*** Opening MATERIAL FOR THE TASK ***
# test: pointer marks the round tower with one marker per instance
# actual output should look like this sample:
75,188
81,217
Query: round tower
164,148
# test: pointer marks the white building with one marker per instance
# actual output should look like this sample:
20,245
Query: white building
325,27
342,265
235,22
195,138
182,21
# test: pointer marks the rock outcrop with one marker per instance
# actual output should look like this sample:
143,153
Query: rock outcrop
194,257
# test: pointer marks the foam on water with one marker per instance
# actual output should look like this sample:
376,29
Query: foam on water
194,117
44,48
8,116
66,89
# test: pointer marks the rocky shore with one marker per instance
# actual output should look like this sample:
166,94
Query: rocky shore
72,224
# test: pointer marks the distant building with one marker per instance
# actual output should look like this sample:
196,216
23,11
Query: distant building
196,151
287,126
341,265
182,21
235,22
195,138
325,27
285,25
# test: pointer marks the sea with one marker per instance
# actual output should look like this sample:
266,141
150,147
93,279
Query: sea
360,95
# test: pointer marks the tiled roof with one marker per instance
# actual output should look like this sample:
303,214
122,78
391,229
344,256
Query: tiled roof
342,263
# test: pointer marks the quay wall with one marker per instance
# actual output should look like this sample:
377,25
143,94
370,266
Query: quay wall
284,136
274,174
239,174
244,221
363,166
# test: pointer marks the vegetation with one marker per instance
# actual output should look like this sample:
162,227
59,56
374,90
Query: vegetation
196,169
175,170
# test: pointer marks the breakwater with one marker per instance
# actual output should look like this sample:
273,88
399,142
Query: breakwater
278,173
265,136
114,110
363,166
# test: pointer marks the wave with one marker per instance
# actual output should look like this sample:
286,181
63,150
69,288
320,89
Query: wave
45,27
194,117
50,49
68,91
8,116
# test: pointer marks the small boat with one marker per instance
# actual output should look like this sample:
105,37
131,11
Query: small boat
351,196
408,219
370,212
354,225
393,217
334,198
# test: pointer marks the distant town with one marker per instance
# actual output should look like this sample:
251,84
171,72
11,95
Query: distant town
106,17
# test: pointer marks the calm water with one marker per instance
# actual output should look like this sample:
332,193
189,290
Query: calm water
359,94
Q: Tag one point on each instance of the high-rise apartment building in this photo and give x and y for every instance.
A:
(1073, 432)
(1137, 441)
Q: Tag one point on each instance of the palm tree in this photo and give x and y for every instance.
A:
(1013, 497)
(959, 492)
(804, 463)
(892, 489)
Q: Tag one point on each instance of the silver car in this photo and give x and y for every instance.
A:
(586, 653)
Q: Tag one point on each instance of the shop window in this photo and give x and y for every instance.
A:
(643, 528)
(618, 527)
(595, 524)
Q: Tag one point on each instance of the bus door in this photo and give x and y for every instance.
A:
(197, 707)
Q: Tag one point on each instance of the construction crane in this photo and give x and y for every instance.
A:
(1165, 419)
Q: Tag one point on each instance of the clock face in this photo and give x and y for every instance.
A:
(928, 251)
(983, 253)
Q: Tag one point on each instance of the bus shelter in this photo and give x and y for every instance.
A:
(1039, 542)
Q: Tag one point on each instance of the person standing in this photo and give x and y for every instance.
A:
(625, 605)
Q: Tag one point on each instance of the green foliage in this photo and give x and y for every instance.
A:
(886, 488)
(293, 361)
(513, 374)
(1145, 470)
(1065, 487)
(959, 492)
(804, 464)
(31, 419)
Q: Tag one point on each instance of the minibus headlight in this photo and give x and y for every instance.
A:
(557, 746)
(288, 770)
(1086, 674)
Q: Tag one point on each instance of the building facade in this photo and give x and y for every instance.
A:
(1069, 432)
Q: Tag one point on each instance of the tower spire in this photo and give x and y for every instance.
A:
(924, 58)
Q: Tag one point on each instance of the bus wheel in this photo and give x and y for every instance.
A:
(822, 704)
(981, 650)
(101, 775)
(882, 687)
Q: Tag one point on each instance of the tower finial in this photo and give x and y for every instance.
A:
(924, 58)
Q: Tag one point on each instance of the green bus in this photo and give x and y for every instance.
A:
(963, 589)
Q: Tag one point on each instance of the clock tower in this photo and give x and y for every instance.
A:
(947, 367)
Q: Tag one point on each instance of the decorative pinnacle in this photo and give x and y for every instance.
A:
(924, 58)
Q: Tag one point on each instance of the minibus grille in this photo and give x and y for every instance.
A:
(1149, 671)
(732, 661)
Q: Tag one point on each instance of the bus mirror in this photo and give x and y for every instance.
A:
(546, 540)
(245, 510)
*** Closing MATERIAL FOR THE TASK ***
*** Opening MATERIAL FOR THE TASK ***
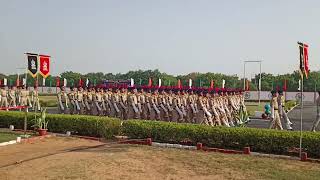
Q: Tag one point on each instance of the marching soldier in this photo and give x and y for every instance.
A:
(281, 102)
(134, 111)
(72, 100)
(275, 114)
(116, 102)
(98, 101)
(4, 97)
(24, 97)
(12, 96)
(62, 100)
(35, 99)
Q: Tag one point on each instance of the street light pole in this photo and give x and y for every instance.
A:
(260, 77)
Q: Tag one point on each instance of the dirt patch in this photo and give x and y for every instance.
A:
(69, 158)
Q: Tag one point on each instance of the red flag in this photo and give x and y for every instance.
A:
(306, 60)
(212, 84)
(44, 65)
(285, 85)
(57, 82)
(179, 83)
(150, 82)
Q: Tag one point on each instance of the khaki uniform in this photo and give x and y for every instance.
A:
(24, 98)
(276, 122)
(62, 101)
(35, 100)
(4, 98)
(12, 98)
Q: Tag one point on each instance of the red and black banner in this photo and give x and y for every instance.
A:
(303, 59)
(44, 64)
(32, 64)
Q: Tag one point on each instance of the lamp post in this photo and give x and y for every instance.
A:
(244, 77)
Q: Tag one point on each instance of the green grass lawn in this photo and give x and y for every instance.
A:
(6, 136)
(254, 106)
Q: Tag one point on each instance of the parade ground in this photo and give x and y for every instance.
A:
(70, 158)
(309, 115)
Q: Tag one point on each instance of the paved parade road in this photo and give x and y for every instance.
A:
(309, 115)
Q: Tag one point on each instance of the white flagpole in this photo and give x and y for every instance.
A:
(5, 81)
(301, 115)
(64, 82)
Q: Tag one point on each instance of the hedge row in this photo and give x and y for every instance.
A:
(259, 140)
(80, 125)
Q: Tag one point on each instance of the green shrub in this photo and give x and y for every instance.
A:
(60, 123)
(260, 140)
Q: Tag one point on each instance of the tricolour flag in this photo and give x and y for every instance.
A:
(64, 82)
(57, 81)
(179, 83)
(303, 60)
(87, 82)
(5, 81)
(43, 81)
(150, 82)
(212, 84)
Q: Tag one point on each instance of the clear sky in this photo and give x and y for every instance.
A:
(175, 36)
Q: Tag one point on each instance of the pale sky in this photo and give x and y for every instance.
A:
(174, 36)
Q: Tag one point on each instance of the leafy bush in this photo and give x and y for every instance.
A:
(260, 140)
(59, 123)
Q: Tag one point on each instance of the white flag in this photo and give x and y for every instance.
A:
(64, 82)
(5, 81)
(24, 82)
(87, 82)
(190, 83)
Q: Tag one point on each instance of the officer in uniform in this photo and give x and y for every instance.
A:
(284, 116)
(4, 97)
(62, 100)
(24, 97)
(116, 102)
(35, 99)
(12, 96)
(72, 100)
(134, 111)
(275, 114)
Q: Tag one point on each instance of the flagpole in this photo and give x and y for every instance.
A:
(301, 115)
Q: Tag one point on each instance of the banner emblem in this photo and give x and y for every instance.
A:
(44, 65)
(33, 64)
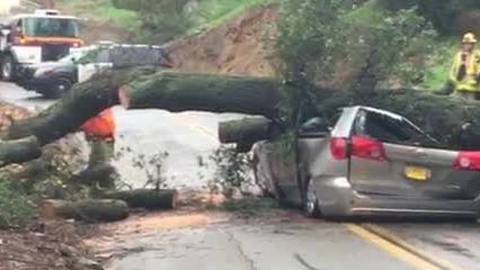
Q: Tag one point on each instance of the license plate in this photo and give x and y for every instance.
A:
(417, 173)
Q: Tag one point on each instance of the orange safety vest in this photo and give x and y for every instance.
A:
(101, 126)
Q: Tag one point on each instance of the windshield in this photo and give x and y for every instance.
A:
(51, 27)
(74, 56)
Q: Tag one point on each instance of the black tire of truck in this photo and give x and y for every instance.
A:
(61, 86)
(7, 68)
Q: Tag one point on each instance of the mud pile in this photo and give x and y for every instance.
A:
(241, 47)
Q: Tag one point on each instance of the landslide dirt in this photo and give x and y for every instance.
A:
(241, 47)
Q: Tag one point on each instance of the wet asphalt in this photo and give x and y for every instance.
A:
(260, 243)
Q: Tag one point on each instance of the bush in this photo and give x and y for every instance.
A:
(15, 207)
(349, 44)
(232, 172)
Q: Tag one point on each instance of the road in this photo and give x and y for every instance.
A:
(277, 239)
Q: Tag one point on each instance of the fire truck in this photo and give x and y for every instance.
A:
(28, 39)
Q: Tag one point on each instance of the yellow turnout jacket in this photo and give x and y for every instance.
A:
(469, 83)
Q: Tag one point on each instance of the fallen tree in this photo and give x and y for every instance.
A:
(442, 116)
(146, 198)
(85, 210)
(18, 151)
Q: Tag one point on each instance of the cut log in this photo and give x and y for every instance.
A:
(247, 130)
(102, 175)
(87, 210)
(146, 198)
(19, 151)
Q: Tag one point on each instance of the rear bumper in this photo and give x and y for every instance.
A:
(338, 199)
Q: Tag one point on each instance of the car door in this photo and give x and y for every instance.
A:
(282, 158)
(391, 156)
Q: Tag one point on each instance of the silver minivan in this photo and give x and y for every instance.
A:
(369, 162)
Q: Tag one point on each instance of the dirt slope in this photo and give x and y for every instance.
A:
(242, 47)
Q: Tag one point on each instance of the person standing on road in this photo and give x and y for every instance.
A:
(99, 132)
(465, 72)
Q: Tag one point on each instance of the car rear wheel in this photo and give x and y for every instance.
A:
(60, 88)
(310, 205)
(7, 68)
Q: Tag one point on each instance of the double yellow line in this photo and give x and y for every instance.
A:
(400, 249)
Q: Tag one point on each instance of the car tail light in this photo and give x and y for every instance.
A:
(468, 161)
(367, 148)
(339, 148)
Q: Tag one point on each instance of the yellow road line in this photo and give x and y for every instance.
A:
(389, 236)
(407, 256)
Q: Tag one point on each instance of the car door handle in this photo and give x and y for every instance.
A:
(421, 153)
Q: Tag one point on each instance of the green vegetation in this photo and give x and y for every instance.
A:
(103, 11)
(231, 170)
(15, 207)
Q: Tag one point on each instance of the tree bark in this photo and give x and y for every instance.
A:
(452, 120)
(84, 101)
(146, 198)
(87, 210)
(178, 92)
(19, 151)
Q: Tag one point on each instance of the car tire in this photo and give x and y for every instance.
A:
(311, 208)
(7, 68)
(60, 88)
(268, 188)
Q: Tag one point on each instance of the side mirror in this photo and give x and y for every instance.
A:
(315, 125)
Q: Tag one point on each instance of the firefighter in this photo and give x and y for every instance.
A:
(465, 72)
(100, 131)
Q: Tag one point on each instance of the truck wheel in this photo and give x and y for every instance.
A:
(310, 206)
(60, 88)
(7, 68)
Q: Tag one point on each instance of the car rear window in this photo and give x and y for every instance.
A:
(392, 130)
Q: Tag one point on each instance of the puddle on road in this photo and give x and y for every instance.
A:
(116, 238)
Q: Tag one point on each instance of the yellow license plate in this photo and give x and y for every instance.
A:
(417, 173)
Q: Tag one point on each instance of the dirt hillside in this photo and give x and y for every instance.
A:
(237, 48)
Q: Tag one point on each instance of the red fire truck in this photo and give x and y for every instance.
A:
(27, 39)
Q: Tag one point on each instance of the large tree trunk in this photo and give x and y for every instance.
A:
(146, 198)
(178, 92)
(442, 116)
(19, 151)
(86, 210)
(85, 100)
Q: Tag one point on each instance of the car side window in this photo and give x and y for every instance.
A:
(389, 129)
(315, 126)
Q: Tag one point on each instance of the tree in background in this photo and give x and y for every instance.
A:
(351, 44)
*** Closing MATERIAL FOR THE TASK ***
Go through the material above, and wherever a line contains the string "license", return it.

RESULT ->
Q: Tag one point on each instance of the license plate in this photo and give x and y for every instance.
Q: Tag one point on each instance of the yellow license plate in this photo and give x and y for every instance.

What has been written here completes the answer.